=== DATA ROWS ===

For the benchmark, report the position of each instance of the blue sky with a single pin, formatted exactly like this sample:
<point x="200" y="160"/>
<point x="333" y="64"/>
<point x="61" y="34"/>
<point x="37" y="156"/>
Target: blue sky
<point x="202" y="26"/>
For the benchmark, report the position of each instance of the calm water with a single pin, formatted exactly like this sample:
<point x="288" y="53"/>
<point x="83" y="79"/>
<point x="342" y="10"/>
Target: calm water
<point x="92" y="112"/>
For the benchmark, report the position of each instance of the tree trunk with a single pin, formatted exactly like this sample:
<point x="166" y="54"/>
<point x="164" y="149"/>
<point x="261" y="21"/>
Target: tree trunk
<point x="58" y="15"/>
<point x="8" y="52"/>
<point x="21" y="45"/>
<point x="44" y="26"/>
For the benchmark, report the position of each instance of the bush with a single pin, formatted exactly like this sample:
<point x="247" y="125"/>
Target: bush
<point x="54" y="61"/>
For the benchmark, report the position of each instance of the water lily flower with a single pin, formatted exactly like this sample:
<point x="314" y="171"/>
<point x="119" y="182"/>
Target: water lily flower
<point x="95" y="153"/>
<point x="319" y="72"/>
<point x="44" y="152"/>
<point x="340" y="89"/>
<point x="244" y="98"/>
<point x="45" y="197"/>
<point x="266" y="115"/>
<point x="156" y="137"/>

===

» **PROBLEM**
Format the items from the line containing "of the tree" through the last item as a numbered list, both ends included and blank lines omitted.

» **TASK RESPONSE**
1. For the benchmark, report the position of each instance of the tree trunk with a single pin, formatted exactly like this sample:
2. <point x="166" y="54"/>
3. <point x="164" y="149"/>
4. <point x="261" y="21"/>
5. Target: tree trunk
6. <point x="58" y="15"/>
7. <point x="8" y="52"/>
8. <point x="21" y="45"/>
9. <point x="44" y="26"/>
10. For the benchmark, report the position of each instance of the bush with a single pin, formatted exactly like this sample:
11. <point x="247" y="125"/>
12. Target: bush
13. <point x="54" y="61"/>
14. For the benchmark, report the position of each instance of the water lily flower with a single pin, formatted exactly like this sample:
15. <point x="314" y="171"/>
16. <point x="119" y="182"/>
17. Target: water lily flower
18. <point x="95" y="153"/>
19. <point x="319" y="72"/>
20. <point x="44" y="152"/>
21. <point x="340" y="89"/>
22. <point x="244" y="98"/>
23. <point x="45" y="197"/>
24. <point x="266" y="115"/>
25. <point x="156" y="137"/>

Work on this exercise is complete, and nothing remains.